**Extracted data**:
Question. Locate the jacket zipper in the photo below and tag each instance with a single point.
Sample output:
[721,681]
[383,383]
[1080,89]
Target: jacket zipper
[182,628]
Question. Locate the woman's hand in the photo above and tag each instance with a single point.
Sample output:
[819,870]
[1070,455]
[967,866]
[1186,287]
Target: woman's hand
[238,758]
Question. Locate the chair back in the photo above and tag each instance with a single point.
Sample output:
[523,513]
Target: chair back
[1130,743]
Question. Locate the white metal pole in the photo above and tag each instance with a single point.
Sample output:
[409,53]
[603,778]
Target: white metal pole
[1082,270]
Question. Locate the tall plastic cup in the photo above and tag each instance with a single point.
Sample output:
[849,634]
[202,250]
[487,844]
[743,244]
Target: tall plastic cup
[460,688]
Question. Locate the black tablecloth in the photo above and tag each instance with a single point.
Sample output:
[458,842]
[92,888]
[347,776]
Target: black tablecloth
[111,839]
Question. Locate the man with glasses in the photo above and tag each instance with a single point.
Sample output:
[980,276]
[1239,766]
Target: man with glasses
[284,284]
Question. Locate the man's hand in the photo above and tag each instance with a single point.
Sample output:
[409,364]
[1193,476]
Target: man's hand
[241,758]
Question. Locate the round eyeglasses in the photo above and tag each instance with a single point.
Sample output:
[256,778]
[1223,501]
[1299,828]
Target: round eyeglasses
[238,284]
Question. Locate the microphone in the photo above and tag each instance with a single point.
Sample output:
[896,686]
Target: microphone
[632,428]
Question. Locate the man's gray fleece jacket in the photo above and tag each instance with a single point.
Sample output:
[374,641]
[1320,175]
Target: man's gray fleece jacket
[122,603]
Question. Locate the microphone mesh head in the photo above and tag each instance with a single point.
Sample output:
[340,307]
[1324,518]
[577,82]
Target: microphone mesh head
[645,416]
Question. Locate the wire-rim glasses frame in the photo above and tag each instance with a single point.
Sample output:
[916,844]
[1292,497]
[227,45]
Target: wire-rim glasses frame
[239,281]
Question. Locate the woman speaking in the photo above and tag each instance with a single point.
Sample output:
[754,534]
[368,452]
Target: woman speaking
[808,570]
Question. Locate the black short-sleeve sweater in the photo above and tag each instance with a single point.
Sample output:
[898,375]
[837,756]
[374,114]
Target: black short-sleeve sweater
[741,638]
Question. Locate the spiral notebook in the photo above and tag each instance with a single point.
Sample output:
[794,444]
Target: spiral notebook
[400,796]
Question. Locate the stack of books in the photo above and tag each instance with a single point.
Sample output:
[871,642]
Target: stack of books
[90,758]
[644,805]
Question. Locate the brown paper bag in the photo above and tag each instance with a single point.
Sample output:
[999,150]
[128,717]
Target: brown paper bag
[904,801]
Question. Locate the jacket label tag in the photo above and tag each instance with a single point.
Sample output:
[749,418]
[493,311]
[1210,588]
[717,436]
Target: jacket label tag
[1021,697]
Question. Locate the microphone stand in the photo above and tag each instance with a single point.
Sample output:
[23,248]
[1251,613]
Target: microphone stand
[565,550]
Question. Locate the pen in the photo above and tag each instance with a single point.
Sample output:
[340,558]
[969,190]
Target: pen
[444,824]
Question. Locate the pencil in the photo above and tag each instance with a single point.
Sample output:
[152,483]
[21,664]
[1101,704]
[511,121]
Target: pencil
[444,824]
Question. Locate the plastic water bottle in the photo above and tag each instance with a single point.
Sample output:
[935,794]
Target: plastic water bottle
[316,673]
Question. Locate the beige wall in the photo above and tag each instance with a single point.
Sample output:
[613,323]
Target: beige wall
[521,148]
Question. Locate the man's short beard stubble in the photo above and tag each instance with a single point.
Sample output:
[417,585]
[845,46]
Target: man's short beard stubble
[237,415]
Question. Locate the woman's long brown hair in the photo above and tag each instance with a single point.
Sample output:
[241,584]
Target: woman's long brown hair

**Your assignment**: Once you have found every line in the listing that holds the string "long", copy each of them.

**Task result**:
Question. Locate the woman's long brown hair in the photo above and tag each instance with a single point.
Target: woman's long brown hair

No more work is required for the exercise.